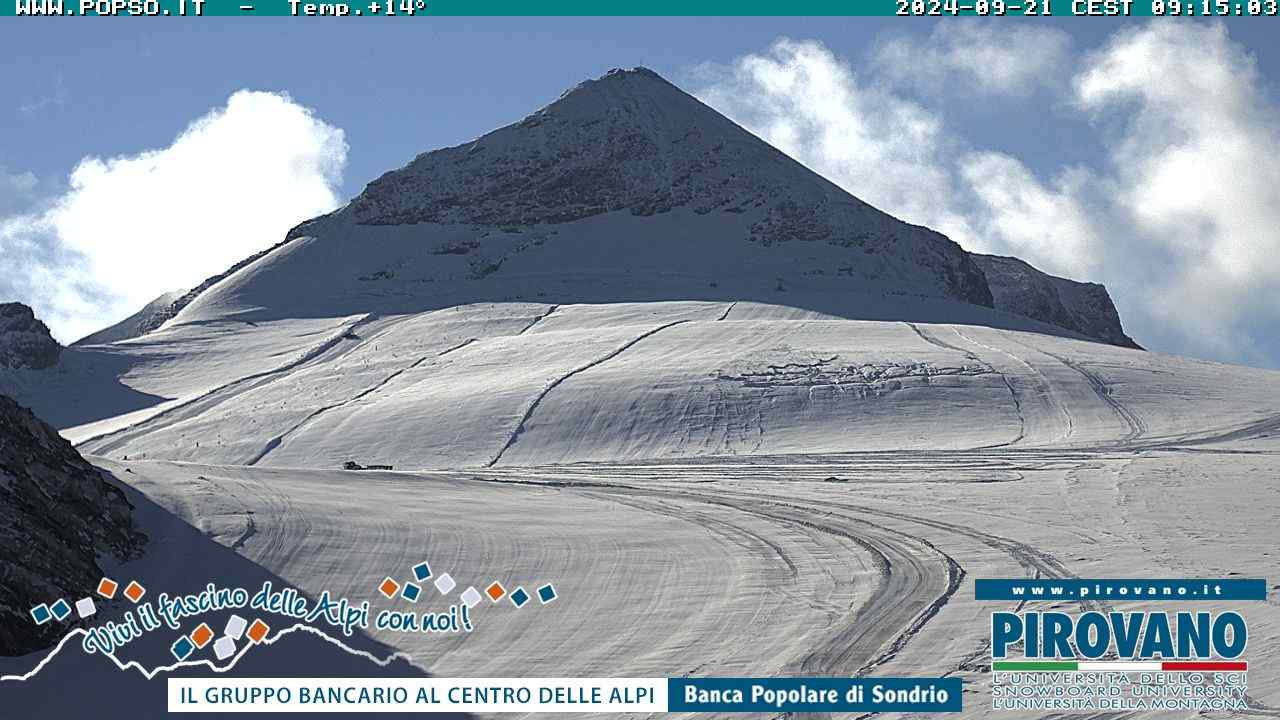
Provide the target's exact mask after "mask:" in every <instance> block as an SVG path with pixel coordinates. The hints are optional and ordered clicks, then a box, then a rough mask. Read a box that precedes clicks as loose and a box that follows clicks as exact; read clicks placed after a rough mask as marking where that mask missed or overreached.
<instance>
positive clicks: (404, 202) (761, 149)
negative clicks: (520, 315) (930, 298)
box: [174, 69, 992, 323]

■ ■ ■

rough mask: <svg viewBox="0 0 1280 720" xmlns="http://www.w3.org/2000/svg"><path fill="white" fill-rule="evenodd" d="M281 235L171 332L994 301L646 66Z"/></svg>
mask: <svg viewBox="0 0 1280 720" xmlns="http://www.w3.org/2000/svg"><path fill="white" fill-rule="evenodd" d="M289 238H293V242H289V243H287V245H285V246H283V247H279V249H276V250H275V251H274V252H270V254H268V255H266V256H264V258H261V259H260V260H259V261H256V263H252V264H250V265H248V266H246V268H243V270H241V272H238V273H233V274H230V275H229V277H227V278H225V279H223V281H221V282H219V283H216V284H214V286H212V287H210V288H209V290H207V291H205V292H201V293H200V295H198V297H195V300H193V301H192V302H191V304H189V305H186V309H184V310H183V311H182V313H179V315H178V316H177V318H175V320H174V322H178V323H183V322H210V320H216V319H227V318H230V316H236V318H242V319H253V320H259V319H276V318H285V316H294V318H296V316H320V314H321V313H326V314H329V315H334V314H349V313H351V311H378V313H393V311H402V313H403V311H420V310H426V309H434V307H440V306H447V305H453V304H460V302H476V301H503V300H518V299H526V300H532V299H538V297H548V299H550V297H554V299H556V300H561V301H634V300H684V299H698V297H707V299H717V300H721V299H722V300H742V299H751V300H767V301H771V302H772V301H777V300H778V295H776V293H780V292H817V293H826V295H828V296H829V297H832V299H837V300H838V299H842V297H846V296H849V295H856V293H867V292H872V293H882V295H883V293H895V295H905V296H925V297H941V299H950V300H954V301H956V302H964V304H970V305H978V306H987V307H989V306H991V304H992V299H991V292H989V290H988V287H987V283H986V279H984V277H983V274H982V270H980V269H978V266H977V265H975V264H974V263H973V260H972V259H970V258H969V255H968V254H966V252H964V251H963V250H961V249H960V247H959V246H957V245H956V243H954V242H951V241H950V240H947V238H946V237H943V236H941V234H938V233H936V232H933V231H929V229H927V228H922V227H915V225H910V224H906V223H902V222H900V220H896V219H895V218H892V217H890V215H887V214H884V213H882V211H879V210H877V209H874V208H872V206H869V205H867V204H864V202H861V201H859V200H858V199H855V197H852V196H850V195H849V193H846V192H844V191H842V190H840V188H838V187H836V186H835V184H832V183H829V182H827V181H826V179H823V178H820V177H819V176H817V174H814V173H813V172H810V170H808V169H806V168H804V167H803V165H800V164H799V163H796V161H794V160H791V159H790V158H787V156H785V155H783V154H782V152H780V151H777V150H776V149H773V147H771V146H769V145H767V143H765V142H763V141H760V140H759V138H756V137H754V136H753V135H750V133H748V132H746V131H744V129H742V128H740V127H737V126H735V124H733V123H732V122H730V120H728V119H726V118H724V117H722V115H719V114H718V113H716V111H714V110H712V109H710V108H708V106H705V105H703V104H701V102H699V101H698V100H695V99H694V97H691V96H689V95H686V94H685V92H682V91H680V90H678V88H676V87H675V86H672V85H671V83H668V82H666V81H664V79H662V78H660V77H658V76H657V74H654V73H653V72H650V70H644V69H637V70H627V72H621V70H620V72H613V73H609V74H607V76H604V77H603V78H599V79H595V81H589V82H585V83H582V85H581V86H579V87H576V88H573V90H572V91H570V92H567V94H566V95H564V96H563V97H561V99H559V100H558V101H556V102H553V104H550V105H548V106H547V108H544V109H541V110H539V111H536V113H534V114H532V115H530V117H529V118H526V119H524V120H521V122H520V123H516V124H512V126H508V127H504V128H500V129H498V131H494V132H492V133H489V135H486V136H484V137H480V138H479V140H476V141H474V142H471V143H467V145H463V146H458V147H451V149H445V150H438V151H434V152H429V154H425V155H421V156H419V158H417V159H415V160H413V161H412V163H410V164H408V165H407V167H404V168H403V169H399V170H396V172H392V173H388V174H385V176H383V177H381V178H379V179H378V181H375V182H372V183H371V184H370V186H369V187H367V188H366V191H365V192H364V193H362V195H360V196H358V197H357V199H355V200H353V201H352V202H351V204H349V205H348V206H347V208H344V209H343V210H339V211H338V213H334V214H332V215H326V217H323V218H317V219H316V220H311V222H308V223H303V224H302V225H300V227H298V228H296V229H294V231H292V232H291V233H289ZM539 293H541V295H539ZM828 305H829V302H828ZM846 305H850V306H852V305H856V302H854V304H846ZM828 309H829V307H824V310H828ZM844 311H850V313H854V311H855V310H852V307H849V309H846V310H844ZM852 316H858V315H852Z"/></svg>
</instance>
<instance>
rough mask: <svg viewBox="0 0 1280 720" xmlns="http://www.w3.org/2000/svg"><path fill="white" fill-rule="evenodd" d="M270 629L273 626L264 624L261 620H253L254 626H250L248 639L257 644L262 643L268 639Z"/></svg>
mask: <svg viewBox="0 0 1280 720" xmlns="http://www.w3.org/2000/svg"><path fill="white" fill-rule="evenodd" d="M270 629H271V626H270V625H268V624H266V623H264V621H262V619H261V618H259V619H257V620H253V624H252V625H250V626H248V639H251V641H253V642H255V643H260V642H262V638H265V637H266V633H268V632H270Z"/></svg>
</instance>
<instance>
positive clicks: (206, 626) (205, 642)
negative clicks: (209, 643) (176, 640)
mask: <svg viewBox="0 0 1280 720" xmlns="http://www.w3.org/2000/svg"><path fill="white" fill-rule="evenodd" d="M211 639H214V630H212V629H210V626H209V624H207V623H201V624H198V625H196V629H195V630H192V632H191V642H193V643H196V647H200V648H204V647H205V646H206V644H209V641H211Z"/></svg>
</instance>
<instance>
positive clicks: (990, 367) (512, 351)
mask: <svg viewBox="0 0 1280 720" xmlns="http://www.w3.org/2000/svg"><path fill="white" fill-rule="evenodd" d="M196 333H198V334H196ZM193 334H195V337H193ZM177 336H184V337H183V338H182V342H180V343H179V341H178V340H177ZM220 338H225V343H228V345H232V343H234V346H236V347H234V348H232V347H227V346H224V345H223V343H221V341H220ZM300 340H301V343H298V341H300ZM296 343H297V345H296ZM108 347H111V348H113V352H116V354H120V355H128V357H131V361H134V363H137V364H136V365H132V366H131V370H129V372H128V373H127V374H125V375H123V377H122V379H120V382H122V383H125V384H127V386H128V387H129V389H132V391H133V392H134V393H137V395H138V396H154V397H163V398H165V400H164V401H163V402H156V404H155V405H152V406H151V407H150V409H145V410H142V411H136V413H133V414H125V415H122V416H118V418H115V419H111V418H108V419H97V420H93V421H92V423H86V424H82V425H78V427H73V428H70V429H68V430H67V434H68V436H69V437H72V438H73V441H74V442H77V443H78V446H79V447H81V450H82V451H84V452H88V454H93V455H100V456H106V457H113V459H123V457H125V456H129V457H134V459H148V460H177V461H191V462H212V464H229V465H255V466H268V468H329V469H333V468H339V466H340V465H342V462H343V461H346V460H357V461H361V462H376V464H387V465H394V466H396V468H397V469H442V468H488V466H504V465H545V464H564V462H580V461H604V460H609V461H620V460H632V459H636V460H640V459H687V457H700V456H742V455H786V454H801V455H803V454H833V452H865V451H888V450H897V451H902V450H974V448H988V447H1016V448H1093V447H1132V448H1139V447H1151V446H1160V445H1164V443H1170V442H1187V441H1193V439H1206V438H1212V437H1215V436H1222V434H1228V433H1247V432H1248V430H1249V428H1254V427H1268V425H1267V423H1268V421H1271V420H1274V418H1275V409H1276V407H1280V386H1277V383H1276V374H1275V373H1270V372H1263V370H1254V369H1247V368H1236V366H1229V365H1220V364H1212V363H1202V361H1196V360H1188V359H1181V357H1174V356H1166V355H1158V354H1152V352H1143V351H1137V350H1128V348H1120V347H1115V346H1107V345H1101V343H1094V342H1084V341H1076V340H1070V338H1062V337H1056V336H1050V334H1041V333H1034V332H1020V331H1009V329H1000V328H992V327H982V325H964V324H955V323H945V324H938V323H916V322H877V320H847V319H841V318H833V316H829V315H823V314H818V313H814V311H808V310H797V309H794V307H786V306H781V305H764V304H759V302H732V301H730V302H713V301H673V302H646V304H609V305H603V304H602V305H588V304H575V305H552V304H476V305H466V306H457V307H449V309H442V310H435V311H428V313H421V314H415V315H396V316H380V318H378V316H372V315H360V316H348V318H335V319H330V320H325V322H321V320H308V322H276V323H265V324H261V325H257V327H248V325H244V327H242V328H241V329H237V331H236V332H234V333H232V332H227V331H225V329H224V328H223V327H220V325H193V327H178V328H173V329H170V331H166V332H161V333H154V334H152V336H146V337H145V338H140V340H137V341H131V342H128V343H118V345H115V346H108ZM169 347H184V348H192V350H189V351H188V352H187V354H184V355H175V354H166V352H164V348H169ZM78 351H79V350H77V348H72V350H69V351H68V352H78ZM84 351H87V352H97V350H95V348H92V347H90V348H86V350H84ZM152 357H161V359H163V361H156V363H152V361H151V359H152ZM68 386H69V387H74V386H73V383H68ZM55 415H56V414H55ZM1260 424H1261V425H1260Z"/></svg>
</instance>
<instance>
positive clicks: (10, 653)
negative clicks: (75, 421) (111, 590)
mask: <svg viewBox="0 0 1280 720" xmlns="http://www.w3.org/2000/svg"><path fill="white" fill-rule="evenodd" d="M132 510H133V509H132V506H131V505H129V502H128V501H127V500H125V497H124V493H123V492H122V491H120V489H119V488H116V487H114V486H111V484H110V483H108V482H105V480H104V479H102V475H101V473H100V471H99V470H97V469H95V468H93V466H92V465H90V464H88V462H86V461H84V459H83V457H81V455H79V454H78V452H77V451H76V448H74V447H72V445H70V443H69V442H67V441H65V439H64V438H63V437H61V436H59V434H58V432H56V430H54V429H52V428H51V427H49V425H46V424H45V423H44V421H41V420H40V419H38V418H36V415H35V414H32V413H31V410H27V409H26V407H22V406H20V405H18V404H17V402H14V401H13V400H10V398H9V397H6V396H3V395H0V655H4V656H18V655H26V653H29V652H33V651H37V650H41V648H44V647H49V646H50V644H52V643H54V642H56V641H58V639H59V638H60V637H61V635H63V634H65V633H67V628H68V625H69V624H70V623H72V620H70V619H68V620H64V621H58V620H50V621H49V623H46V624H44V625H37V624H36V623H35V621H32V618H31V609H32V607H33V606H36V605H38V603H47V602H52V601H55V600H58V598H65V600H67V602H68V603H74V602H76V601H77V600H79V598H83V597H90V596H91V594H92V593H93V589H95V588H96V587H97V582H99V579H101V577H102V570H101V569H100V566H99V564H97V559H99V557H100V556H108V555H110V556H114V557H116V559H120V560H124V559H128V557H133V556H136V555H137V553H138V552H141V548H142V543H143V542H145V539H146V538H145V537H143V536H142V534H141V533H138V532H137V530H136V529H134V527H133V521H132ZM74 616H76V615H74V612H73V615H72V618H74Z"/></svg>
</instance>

■ ■ ■

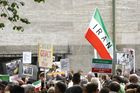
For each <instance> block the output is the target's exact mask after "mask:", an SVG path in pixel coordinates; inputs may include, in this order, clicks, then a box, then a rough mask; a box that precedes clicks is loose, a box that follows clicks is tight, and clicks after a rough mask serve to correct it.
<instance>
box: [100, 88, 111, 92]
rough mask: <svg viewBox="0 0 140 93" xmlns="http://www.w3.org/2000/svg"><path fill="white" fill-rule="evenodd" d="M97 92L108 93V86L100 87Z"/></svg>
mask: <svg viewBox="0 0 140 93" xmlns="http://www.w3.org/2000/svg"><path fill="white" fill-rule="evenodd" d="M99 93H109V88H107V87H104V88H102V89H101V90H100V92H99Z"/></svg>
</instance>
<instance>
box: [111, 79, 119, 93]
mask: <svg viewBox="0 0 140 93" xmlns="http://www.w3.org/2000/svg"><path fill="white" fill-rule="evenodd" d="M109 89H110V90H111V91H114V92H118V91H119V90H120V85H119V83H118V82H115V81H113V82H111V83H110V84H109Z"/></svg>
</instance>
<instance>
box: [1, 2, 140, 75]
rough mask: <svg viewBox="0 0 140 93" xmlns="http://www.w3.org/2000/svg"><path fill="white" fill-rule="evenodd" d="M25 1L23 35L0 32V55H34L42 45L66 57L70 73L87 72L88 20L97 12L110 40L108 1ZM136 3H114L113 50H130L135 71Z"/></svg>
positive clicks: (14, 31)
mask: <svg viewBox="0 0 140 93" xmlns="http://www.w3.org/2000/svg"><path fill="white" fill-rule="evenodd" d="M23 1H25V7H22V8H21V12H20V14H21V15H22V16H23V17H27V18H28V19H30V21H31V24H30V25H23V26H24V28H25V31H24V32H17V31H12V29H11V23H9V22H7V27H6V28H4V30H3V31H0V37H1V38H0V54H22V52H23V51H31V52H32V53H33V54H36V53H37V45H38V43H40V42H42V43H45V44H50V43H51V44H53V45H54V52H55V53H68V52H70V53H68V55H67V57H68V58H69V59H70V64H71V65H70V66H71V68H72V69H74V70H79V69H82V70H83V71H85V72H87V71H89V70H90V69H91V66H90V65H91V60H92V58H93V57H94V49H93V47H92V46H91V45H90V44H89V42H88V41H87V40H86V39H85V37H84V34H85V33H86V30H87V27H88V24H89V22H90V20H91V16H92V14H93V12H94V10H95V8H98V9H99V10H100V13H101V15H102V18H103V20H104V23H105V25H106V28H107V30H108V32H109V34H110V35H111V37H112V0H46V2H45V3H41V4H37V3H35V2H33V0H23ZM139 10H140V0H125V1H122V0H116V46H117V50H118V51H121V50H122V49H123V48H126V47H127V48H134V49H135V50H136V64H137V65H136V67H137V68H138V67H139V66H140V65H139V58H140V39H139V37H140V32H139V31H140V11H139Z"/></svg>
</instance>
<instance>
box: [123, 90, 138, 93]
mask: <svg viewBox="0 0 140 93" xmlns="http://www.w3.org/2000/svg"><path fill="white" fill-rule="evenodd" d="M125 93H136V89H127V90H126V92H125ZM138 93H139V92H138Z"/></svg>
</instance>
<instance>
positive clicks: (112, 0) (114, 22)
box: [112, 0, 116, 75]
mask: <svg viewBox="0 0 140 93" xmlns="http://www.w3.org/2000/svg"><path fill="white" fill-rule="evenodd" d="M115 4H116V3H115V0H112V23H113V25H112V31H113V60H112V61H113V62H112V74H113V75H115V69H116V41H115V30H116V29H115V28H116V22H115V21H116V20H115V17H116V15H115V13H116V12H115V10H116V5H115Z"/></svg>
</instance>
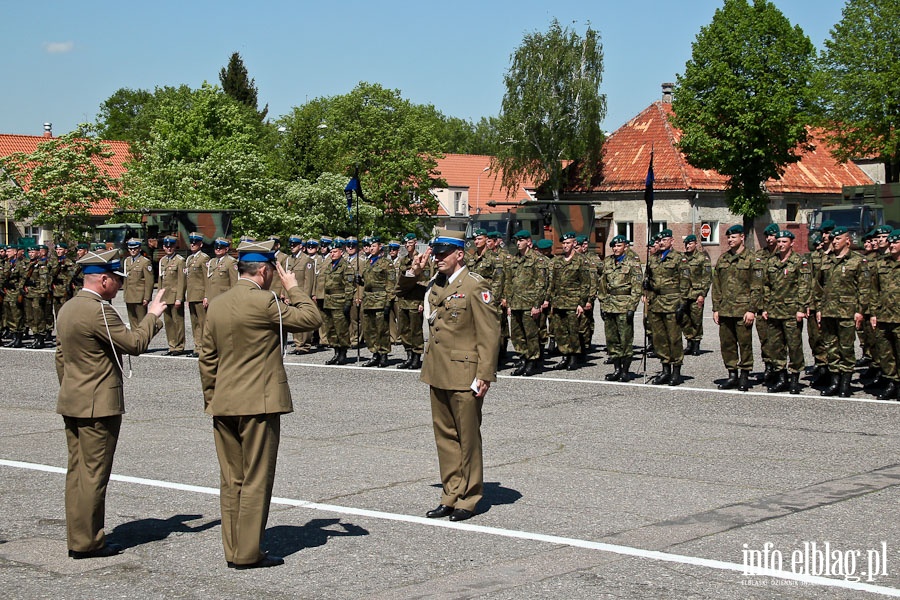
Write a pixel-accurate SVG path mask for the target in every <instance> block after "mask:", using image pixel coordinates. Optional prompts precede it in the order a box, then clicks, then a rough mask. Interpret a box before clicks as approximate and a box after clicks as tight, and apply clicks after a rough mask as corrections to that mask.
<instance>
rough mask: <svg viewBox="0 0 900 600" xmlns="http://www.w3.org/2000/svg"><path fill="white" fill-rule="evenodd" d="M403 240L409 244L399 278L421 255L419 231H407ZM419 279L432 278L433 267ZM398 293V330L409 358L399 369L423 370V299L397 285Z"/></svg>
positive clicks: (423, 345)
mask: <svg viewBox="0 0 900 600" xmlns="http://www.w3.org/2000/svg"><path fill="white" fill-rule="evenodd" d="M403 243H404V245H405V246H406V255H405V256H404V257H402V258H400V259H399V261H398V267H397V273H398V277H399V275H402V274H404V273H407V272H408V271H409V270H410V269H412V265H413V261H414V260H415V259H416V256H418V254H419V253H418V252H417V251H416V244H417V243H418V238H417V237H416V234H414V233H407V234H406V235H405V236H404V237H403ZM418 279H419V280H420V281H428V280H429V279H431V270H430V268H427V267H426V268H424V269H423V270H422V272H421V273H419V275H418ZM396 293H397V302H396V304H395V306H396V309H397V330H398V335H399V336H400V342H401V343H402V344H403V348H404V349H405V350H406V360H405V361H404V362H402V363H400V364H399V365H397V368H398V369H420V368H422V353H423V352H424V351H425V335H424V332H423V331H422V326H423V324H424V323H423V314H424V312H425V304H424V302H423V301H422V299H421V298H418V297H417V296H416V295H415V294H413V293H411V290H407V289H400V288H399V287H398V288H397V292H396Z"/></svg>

■ ■ ■

## WHAT TO PRODUCE:
Which lines of the data include the word "follows"? Copy each one.

## RESPONSE TO THIS EXERCISE:
Provide the target's exact mask after "mask:" in every <instance> block as an SVG path with pixel coordinates. The hints are optional and ordered clicks, then a box, then a rough mask. Read a box that precedes clicks as loose and a box that follows clicks as exact; read clicks placed after a rough mask as marking where that mask missed or overreached.
For each <instance> block the output is the target's exact mask after "mask:", an SVG path in pixel coordinates; inputs may include, in this order, clicks, then a box, then a rough mask; a box that precedes clicks is loose, a box that follows clicks is tight, and clicks after a rough mask serve to correct it.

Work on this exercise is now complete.